Dataset excerpts on pointing to objects:
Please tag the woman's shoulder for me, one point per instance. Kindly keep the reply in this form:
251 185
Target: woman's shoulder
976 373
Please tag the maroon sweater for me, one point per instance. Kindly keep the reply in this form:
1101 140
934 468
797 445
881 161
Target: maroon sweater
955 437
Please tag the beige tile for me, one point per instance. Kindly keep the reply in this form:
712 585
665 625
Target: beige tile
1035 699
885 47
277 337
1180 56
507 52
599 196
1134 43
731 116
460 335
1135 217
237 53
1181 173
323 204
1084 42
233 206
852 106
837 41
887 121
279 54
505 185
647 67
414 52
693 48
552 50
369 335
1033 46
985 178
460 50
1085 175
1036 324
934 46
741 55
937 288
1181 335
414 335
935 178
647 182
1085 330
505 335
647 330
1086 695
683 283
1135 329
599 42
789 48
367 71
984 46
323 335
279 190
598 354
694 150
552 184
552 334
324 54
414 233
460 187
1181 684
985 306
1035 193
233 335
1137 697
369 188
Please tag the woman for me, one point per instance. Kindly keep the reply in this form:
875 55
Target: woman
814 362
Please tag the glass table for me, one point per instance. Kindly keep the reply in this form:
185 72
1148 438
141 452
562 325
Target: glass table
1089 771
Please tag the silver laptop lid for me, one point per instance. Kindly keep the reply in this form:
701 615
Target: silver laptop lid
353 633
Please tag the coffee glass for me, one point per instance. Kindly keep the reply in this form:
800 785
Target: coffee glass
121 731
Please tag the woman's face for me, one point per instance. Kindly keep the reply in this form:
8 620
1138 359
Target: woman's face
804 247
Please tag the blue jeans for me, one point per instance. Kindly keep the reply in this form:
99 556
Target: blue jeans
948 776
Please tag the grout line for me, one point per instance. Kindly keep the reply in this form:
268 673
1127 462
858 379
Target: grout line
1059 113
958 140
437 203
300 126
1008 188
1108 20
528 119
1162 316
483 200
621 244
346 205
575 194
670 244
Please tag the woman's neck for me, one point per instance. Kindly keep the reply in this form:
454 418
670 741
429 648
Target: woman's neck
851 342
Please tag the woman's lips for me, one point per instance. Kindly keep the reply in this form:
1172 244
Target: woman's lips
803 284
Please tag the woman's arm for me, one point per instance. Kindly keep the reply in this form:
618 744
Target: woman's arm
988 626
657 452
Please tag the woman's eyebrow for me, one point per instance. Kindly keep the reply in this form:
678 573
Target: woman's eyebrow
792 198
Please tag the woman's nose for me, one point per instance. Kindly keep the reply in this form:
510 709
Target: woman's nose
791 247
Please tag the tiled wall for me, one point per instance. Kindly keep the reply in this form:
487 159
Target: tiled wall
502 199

#### [Work instructions]
Please give the lines above as a numbered list, leaving out any blank lines.

#### [Answer to the exercise]
1. Please tag the woman's shoulder for me, one point per instance. Kindly keep the reply in this form:
2. 251 185
3. Target: woman's shoulder
4. 976 373
5. Please tag the maroon sweater for me, one point per instance. Kindly keep the reply in this form:
6. 1101 140
7. 934 468
8. 797 445
9. 881 161
10. Target: maroon sweater
11. 955 437
12. Please tag the beige tile for me, one point per instance. Kindly keep the reply in this form:
13. 712 585
14. 665 625
15. Target: beige tile
16. 1035 699
17. 885 47
18. 277 337
19. 1180 56
20. 507 52
21. 599 196
22. 1134 43
23. 731 116
24. 460 335
25. 1135 217
26. 237 53
27. 1181 173
28. 323 204
29. 1084 42
30. 233 206
31. 852 106
32. 837 41
33. 887 121
34. 279 54
35. 505 185
36. 647 67
37. 414 52
38. 693 48
39. 552 50
40. 369 335
41. 1033 46
42. 985 178
43. 460 50
44. 1085 175
45. 1036 324
46. 934 46
47. 741 55
48. 937 288
49. 1181 335
50. 414 335
51. 935 178
52. 647 182
53. 1085 330
54. 505 335
55. 647 330
56. 1086 695
57. 683 283
58. 1135 329
59. 599 42
60. 789 48
61. 367 71
62. 984 46
63. 323 335
64. 279 190
65. 598 354
66. 694 150
67. 552 184
68. 552 334
69. 324 54
70. 414 233
71. 460 187
72. 1181 684
73. 985 306
74. 1035 193
75. 233 335
76. 1137 697
77. 369 188
78. Please tag the woman for me, one point per instance. Kindly keep the reply in this form:
79. 875 55
80. Target: woman
81. 814 362
82. Please tag the glass table for me, one point per instance. Kindly keep the reply in this form:
83. 185 72
84. 1148 438
85. 141 452
86. 562 325
87. Target: glass table
88. 1089 771
89. Please tag the silver laptop lid for me, one point per instance. Kindly keep the reply in this form:
90. 701 615
91. Target: silver laptop lid
92. 353 633
93. Please tag the coffee glass for me, one point per instance. Kindly keep the reply in this form:
94. 800 785
95. Target: coffee glass
96. 121 731
97. Please tag the woman's face for me, one point per instance. Kindly keep the reply in this form:
98. 8 620
99. 1138 359
100. Target: woman's face
101. 804 247
102. Please tag the blue jeans for me, one point per instance. Kindly keep the reply in this form:
103. 99 556
104. Target: blue jeans
105. 948 776
106. Please tag the grout line for me, one point per instance. Kindly keep the reply in this form:
107. 268 673
108. 1127 462
109. 858 379
110. Target: grout line
111. 1059 113
112. 958 140
113. 437 203
114. 300 126
115. 1008 188
116. 1108 20
117. 528 119
118. 1162 316
119. 483 200
120. 621 244
121. 346 205
122. 575 194
123. 670 244
124. Please tag the woman's neck for me, one point per instance. Kindly keep the reply in this form:
125. 454 418
126. 670 741
127. 429 648
128. Target: woman's neck
129. 851 342
130. Please tag the woman's lips for me, one point per instance. Kindly keep the reply in this form:
131. 1172 244
132. Target: woman's lips
133. 803 284
134. Please tag the woman's arm for me, one point per instance. Kindly keep the reply in this form:
135. 618 744
136. Target: woman's arm
137. 988 626
138. 657 452
139. Please tag the woman's eyebrow for me, one point per instance. Kindly keep the reply in this form:
140. 678 573
141. Target: woman's eyebrow
142. 792 198
143. Please tag the woman's nose for me, one point per instance. Kindly keep the reply in this form:
144. 510 709
145. Target: woman's nose
146. 791 247
147. Please tag the tiled wall for me, one point per instance. Kindly keep the reply in this form:
148. 487 159
149. Target: tiled wall
150. 502 199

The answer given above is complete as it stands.